**Required task**
Which lines run from the one containing "Note: mark the sandy" to the end of the entries? Quote them exactly, and nothing else.

**Stored data**
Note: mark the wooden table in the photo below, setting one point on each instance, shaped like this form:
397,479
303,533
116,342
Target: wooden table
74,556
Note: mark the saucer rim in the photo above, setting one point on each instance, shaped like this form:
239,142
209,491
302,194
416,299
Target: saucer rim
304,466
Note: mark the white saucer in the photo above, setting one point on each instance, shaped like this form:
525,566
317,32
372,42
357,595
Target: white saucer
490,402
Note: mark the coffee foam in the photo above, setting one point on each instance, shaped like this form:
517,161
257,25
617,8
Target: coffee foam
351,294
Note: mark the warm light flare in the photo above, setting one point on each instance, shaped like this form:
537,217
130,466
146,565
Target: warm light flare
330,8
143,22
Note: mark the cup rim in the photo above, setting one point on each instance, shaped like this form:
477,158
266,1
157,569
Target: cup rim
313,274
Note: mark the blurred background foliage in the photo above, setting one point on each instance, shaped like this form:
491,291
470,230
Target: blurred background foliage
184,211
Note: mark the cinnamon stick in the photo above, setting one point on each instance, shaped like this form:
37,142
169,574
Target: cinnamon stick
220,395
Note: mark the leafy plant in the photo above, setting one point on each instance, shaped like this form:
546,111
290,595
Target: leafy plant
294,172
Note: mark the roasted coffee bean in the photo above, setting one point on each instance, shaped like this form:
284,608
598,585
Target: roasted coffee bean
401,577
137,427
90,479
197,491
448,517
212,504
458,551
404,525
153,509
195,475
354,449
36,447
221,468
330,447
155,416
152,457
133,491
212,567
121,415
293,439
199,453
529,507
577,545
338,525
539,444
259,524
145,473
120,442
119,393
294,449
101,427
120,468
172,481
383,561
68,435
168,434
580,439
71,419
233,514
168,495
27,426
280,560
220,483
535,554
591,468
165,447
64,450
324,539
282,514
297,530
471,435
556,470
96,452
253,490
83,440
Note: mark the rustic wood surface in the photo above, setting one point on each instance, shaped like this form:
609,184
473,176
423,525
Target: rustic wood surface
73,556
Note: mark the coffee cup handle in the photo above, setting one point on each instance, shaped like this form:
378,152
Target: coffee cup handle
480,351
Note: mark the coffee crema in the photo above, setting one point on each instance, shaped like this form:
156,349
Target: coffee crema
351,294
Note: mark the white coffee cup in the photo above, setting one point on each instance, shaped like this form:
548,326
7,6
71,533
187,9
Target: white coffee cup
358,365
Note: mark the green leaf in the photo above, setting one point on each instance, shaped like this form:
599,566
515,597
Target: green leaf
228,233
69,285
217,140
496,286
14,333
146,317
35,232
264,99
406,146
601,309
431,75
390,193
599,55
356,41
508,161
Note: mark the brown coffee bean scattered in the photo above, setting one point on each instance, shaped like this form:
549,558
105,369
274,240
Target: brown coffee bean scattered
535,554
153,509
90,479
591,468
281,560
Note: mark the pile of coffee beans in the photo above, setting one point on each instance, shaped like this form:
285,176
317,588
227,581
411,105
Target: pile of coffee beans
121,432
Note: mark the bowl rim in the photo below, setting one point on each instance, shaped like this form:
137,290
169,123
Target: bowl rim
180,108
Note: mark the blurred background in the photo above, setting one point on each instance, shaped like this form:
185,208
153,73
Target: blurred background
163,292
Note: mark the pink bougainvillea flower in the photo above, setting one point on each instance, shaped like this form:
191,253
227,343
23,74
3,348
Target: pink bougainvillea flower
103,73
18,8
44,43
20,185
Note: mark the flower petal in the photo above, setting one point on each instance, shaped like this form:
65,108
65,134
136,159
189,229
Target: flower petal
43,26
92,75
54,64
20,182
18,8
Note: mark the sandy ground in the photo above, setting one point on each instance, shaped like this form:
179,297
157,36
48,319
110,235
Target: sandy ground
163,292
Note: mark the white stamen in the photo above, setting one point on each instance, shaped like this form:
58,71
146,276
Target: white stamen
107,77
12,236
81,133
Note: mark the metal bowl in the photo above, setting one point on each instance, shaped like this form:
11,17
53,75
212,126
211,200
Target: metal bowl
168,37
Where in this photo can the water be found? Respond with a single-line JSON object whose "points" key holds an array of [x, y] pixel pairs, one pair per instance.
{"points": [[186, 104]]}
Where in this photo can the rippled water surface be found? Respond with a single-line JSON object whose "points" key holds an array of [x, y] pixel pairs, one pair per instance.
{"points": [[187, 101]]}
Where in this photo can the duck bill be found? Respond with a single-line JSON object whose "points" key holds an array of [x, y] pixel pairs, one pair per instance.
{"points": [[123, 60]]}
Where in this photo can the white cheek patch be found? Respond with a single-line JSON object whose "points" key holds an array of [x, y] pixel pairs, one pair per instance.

**Reply**
Note: mark the sandy ground in the photo above, setting one point on each instance, shaped like this form:
179,297
157,36
48,319
110,235
Target: sandy ground
163,292
Note: mark the white stamen in the photo above, setting one point on each instance, shaped like this form:
58,71
146,276
Target: white stamen
107,77
12,236
81,133
Note: mark the metal bowl in the photo above, setting one point on each instance, shaped like this form:
11,17
53,75
212,126
211,200
Target: metal bowl
168,37
Where in this photo can the water be found? Respond with a single-line JSON object whose "points" key holds an array of [x, y] pixel pairs, one pair per instance.
{"points": [[186, 104]]}
Where in this photo can the rippled water surface be found? Respond with a single-line JSON object whose "points" key holds an array of [x, y] pixel pairs, one pair per instance.
{"points": [[187, 101]]}
Where in this photo can the duck bill be found? Respond with a single-line JSON object whose "points" key holds an array of [x, y] pixel pairs, one pair per instance.
{"points": [[123, 60]]}
Where in this photo can the white cheek patch be found? Respond with a single-line JSON object whose "points" key holds an array of [x, y] pixel pairs, one pair per instance.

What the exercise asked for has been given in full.